EXCERPTED PASSAGE:

* * * *

"Silence in the Library" is the eighth episode of the fourth series of the revived British science fiction television series Doctor Who. It was first broadcast on BBC One on 31 May 2008. It is the first of a two-part story; the second part, "Forest of the Dead", aired on 7 June. The two episodes make up the second two-parter Steven Moffat contributed to the series after "The Empty Child" and "The Doctor Dances" from the first series.

In the episode, the archaeologist River Song (Alex Kingston) summons the alien time traveller the Tenth Doctor (David Tennant) to a planet-sized library in the 51st century, where thousands of visitors disappeared without a trace a hundred years earlier when the library was shut off. The episode establishes that River Song has met the Doctor on many occasions but at this point in his life the Doctor does not recognise her.

The Hugo Award-nominated episode is also significant for introducing the character of River Song, who went on to play an important role in future stories.

Plot

The Tenth Doctor and Donna land on a planet-sized library in the 51st century simply called the Library. The Doctor has been summoned there, but a scan for life shows the Doctor and Donna as the only humanoid life signs but trillions of nonhuman life forms they cannot see or hear are present. An information node tells the Doctor and Donna that the library sealed itself, but that it has been breached and others are coming.

Just then, a team of explorers led by archaeologist River Song (who sent the message) and financed by Strackman Lux, whose grandfather originally built the Library, arrives. The team has come to determine why the library sealed itself 100 years previously. River acts like she knows the Doctor and has a diary with a cover decorated like the TARDIS with her. She discovers the Doctor has not met her yet.

The Library's operation system appears to be connected to the mind of a young girl living on 21st-century Earth. When the Doctor attempts to access the library computers, the girl causes books to fly from the shelves. The events happening in the library appear to her as television shows. The girl's psychiatrist Dr Moon tells her that the library in her imagination is actually real and that her real world is a lie. He implores her to save the people who have arrived at the library.

Lux's secretary Miss Evangelista is attacked by Vashta Nerada which strip her flesh clean to the bone instantly. The Doctor and Donna learn that the team are wearing communication devices which can store their thought patterns even after death, and are disturbed to hear Miss Evangelista still talking but acting confused until her pattern degrades. The Doctor explains that the Vashta Nerada are creatures that appear as shadows to hunt but are usually not as aggressive.

* * * *

Point-based annotation data:
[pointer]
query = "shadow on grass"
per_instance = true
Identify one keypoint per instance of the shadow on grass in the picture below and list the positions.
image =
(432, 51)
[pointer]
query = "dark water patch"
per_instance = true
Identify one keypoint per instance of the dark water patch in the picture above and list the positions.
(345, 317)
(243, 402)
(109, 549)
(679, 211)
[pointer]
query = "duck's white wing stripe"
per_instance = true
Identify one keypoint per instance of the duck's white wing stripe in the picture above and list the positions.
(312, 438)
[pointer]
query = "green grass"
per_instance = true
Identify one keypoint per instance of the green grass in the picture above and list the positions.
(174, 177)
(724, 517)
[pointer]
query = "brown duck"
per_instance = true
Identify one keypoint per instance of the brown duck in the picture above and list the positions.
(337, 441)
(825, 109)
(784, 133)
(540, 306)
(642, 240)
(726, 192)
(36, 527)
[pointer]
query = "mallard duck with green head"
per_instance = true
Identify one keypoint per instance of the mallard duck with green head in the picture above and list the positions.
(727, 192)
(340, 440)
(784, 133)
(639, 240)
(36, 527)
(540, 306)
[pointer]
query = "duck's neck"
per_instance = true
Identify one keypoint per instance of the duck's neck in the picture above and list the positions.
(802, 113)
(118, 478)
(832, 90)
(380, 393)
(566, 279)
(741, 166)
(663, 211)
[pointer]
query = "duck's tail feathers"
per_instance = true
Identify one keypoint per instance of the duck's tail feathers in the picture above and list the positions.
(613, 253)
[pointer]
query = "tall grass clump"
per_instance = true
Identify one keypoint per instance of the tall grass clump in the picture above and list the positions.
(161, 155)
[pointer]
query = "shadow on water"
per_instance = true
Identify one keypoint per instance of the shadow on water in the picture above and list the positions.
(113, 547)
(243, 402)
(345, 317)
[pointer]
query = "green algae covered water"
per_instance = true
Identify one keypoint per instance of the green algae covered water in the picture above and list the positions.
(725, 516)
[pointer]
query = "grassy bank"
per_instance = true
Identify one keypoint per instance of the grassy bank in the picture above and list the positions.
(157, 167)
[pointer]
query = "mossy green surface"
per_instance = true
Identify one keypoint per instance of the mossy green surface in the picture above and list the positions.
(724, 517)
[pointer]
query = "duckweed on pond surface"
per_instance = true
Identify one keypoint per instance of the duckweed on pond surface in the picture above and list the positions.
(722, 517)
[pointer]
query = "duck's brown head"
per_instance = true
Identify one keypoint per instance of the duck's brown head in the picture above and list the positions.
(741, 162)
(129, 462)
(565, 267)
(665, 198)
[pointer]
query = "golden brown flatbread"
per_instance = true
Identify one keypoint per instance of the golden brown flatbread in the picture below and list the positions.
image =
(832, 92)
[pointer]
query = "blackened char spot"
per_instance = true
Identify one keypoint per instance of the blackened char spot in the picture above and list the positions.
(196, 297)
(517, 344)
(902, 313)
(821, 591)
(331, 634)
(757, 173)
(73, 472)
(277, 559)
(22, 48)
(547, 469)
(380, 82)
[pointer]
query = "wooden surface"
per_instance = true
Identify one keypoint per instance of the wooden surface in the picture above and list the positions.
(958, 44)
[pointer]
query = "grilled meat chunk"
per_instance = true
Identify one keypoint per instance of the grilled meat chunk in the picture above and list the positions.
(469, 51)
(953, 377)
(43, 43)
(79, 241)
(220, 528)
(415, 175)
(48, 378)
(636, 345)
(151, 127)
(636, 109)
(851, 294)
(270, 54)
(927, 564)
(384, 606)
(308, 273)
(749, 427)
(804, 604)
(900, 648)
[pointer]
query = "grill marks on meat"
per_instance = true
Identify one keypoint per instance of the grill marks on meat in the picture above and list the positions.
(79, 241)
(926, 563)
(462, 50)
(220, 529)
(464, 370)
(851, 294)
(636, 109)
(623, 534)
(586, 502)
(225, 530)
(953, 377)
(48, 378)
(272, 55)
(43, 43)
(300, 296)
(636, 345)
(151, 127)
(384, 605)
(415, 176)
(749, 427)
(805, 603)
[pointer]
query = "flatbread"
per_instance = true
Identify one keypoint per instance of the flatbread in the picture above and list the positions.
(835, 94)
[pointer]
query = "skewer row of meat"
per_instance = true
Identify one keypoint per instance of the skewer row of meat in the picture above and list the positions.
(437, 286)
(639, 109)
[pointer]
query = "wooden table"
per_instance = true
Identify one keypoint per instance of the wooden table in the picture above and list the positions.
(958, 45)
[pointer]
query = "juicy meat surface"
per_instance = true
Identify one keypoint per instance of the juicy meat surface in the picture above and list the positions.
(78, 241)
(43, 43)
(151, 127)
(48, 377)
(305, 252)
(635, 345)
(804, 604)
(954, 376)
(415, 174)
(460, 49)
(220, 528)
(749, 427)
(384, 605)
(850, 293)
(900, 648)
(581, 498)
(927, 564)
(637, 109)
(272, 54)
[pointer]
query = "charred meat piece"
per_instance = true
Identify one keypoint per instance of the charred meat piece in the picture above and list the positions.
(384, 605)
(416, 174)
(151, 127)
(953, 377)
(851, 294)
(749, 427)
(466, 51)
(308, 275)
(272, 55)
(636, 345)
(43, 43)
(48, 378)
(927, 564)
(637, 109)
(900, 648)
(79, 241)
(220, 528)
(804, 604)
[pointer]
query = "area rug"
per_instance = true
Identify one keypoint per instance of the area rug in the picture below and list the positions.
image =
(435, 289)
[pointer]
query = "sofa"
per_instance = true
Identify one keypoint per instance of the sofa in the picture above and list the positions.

* * * *

OBJECTIVES:
- A) In the episode summary, who financed the team of explorers that River Song leads?
- B) Please translate this sentence from the episode summary into Spanish: "She discovers the Doctor has not met her yet."

SOLUTIONS IN ORDER:
- A) Strackman Lux

- B) Ella descubre que el Doctor aún no la ha conocido.